* The request
Please identify every line in the items below that contains the word "background", and copy each of those lines in full.

[Point placement records]
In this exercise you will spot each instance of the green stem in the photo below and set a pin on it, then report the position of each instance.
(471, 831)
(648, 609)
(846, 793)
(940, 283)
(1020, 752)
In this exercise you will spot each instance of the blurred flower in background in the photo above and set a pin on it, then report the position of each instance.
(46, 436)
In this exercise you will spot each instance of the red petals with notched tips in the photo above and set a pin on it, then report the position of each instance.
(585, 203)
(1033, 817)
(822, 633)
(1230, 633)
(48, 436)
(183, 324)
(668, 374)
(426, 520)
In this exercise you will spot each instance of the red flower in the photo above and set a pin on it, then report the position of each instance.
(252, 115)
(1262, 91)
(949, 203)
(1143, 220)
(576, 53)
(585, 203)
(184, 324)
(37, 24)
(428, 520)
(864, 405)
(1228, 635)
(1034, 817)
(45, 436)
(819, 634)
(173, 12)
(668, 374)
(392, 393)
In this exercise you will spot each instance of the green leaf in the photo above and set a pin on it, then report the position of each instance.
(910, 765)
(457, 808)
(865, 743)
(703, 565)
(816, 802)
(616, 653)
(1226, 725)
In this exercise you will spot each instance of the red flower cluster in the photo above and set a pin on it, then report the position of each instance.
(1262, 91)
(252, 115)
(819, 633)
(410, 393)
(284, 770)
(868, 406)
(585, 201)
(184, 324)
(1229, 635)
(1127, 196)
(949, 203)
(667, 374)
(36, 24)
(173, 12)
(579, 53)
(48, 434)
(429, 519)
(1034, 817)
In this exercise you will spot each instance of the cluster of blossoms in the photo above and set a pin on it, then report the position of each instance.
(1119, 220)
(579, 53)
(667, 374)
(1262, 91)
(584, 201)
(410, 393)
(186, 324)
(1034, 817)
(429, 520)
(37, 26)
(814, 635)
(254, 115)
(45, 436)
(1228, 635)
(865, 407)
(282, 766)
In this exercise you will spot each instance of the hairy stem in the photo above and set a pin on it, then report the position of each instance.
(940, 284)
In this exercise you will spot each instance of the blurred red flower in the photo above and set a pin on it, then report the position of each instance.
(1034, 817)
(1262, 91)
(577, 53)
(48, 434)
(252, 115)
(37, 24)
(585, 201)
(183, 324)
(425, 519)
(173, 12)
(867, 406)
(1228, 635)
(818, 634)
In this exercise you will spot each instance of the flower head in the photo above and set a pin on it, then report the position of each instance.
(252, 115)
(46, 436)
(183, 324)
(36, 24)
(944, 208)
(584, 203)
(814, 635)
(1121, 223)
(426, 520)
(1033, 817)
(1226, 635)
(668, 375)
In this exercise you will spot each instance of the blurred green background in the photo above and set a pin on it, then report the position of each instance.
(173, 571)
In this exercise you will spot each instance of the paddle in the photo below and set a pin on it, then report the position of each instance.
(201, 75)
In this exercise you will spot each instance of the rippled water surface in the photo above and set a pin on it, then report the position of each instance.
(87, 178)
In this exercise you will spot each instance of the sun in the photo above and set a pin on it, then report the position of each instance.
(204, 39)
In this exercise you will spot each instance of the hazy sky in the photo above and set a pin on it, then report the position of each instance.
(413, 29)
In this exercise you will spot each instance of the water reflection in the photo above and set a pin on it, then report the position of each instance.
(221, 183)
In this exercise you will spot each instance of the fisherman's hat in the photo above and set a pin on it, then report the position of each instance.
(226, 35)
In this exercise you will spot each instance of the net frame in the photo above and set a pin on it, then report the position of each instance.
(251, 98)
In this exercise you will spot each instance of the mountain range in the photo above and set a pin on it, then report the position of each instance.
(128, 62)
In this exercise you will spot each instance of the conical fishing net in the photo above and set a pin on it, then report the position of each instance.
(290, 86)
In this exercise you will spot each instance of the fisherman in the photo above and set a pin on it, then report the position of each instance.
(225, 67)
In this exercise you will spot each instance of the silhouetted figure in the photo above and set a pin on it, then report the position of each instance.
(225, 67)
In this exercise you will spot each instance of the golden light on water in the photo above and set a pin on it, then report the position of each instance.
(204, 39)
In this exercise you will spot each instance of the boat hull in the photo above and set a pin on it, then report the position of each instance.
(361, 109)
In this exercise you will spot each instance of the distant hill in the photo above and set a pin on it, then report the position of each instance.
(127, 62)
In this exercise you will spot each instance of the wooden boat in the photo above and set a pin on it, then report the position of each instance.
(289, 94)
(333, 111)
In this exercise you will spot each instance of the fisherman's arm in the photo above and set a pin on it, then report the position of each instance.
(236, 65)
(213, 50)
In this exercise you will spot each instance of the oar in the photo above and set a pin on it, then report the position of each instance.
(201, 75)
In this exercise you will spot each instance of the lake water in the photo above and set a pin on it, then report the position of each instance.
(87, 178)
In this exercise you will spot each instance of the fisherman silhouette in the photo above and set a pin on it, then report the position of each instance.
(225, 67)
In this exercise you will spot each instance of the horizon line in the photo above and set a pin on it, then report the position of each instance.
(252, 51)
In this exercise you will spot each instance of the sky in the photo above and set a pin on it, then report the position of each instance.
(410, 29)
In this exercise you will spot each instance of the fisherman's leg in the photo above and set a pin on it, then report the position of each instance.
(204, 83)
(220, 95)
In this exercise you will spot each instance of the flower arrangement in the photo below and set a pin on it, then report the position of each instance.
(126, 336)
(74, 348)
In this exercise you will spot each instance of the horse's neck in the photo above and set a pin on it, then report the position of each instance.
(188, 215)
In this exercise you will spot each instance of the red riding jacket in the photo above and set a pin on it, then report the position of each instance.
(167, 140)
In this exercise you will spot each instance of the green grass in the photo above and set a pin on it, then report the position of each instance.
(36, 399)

--

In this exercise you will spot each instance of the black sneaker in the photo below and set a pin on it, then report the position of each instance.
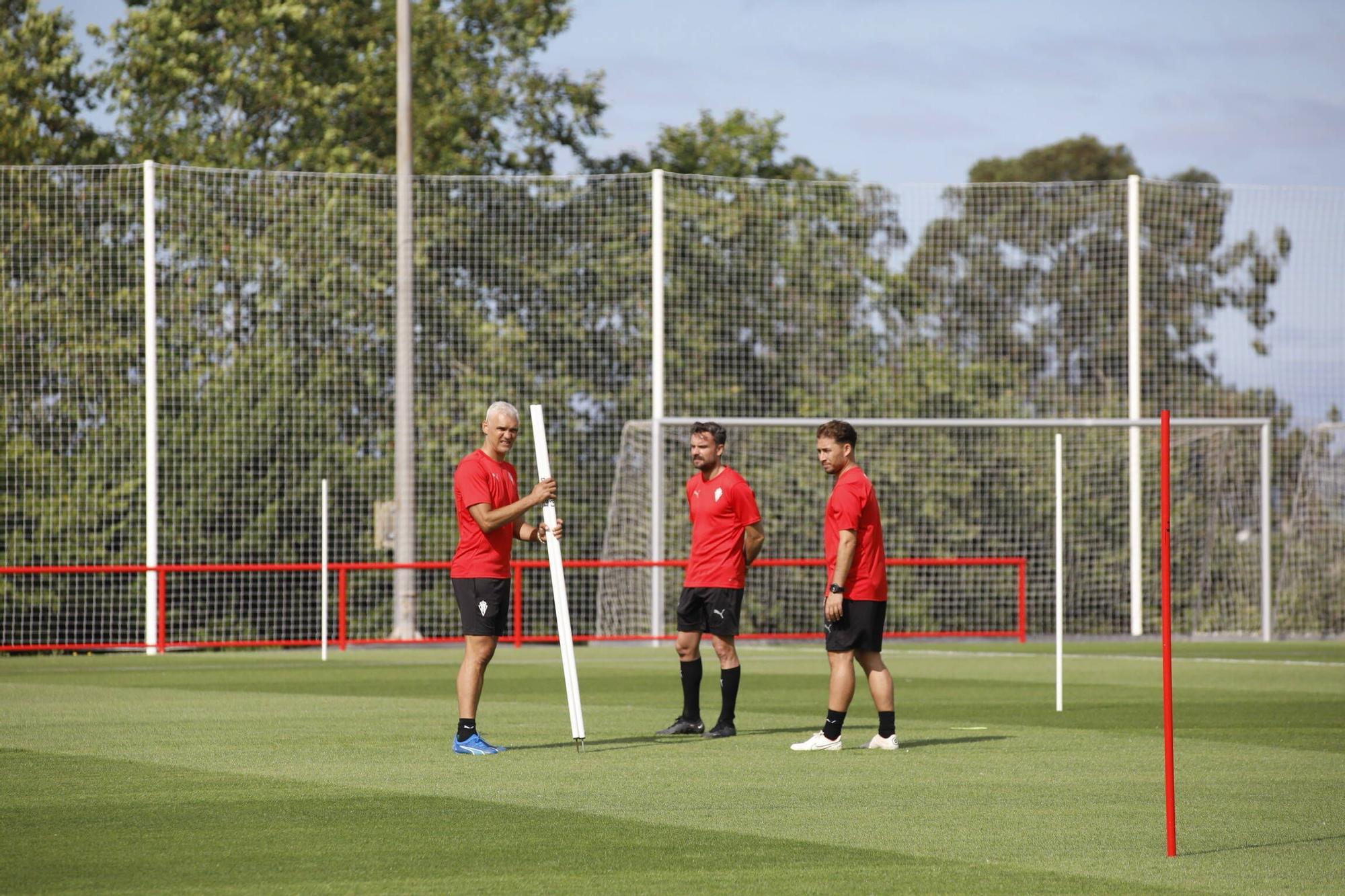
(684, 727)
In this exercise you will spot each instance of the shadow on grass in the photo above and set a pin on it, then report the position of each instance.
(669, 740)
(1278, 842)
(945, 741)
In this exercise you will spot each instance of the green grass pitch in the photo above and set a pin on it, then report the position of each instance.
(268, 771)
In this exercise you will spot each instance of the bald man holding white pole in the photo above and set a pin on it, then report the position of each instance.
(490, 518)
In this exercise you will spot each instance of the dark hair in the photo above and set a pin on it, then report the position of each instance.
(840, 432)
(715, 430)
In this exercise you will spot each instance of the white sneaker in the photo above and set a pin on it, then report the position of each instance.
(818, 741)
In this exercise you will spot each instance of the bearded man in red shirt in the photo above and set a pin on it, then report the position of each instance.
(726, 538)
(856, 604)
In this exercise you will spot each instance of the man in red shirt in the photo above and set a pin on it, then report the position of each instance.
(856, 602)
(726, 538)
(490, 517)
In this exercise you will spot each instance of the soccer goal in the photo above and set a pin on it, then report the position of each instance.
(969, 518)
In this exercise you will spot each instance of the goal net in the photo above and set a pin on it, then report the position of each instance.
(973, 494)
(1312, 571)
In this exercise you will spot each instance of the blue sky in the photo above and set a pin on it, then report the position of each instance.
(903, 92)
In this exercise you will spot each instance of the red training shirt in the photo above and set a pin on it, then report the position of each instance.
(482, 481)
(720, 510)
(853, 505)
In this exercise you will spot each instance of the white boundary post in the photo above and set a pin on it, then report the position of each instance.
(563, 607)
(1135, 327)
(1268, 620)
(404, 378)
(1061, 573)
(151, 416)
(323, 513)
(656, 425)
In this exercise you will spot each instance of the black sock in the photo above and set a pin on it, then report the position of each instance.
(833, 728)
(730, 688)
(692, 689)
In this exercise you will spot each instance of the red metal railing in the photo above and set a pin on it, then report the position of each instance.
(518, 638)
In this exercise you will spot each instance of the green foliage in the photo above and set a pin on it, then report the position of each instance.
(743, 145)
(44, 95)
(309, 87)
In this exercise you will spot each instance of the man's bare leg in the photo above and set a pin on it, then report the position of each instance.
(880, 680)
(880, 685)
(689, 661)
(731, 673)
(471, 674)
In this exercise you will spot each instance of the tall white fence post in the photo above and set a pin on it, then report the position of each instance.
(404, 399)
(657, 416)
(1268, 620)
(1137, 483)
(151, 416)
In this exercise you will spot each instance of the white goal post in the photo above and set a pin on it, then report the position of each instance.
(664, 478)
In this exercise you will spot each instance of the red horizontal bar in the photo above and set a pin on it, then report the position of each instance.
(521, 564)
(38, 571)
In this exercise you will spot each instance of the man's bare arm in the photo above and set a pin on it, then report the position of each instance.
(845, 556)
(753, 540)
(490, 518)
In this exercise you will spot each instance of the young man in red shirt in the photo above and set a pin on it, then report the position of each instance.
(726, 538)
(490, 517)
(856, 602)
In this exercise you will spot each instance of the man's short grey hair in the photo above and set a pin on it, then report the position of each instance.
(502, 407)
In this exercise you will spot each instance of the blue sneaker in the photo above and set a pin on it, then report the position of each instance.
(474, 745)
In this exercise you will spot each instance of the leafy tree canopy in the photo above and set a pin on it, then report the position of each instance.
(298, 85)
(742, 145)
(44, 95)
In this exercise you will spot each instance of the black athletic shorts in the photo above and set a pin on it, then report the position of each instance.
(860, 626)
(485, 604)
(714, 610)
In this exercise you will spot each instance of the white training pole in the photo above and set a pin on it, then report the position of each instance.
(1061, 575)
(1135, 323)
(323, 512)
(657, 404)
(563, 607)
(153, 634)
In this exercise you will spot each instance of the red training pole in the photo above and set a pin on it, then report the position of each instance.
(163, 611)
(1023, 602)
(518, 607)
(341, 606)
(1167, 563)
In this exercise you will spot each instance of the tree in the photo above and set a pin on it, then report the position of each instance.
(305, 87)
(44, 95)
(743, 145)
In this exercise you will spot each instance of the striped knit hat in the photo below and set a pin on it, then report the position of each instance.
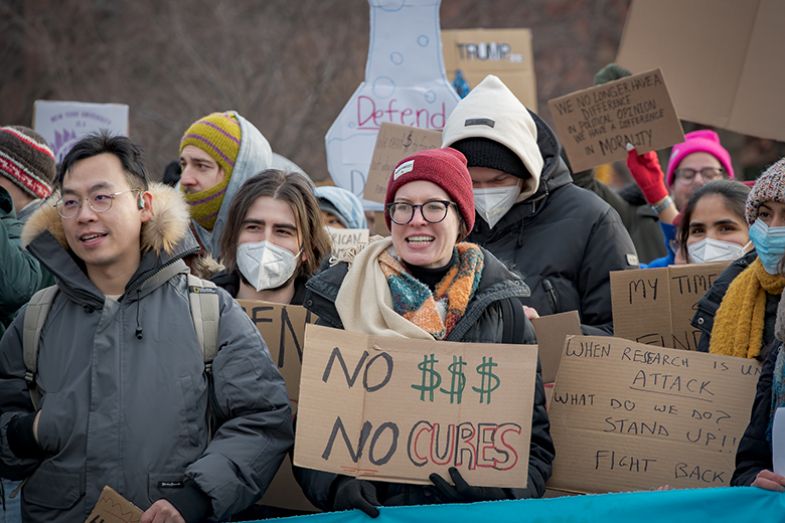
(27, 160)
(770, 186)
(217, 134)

---

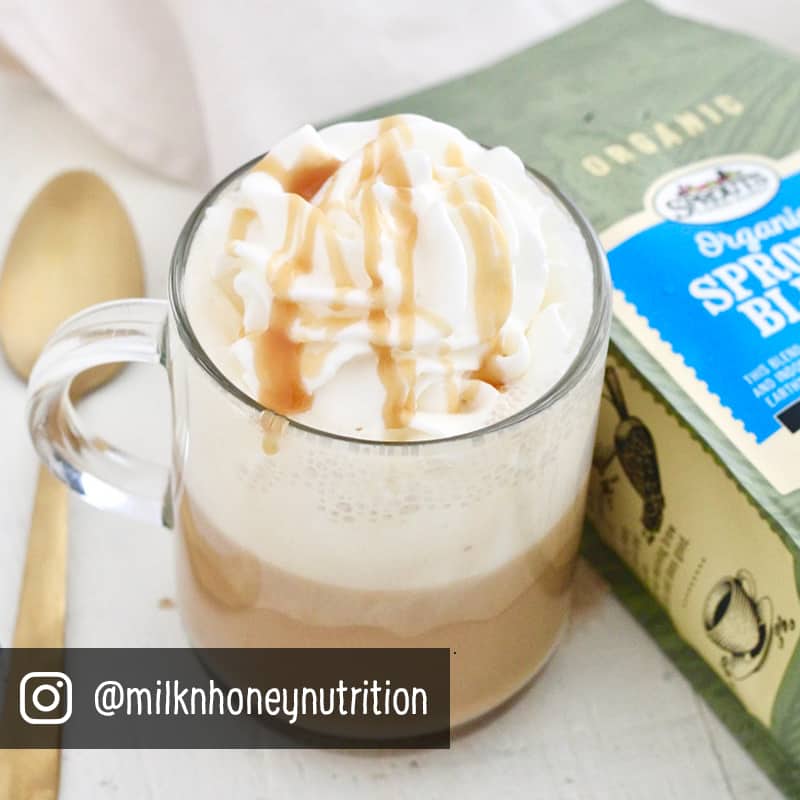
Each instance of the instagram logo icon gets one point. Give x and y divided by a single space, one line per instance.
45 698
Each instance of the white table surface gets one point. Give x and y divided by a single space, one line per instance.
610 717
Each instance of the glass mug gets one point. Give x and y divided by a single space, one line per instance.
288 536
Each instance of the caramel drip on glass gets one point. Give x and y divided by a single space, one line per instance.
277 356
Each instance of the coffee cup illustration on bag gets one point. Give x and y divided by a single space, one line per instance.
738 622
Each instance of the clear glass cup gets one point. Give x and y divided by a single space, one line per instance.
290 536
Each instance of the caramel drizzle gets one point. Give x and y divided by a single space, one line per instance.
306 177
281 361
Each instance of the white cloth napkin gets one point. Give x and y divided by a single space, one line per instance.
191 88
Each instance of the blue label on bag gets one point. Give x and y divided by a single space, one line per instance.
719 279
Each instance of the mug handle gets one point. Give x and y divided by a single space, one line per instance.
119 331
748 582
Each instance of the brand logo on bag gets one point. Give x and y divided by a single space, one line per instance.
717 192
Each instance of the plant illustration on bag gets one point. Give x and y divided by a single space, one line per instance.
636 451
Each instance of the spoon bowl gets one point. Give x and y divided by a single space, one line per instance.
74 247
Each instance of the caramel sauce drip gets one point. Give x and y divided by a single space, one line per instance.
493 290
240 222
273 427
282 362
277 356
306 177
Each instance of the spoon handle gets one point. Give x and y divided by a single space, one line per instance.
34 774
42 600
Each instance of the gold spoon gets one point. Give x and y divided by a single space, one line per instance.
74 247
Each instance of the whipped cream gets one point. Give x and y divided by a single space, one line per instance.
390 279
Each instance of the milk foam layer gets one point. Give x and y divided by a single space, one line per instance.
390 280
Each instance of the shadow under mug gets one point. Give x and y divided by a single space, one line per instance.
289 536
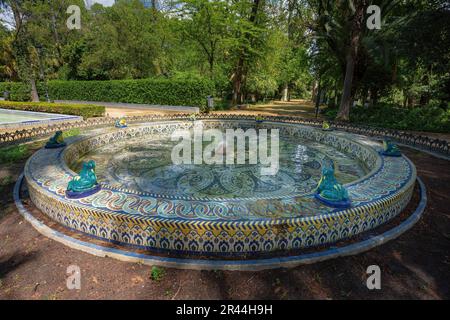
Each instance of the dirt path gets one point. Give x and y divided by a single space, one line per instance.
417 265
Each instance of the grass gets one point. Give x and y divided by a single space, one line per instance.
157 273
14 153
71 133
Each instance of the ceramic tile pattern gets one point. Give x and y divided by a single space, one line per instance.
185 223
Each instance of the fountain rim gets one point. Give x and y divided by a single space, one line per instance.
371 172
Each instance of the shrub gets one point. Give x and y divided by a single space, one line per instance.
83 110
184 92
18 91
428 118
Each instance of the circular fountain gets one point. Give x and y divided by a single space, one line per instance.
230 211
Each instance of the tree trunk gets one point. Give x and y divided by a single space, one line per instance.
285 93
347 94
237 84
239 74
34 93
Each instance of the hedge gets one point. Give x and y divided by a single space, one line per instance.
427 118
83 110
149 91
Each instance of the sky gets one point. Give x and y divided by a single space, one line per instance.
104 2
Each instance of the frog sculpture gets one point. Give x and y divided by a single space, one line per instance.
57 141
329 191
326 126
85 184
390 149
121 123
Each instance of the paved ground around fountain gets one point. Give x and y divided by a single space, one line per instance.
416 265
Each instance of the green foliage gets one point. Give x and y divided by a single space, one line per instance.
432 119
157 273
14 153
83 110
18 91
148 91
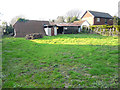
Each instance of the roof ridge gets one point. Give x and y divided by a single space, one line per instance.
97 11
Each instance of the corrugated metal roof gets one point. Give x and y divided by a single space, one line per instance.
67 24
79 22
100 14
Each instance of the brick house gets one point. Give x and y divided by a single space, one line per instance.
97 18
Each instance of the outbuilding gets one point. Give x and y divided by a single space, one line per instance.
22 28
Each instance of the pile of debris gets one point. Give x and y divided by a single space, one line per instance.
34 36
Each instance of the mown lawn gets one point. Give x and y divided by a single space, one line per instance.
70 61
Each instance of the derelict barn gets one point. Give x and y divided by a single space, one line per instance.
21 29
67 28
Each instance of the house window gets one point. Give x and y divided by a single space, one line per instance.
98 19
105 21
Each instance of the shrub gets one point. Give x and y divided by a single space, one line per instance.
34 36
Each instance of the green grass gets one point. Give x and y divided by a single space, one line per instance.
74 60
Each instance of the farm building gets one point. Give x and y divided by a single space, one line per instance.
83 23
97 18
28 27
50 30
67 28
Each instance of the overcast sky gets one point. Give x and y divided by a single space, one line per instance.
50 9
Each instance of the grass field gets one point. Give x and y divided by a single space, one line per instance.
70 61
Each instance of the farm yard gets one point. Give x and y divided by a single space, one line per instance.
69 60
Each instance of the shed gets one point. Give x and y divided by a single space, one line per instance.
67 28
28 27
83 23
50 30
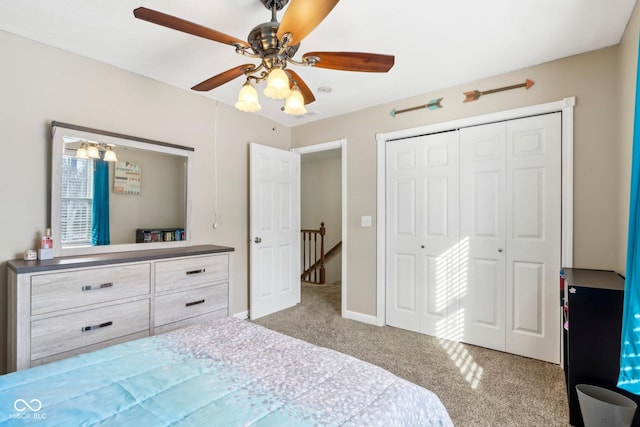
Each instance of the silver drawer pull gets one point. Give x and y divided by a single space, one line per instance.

* Response
In this exercise you will spot each instance of the blurred flower in background in the photo above and set a pin on it, then report the position of each instance.
In this exercise you will spot each instance of the blurred green background in the photo above and set a pin on it, then report the position of each instance.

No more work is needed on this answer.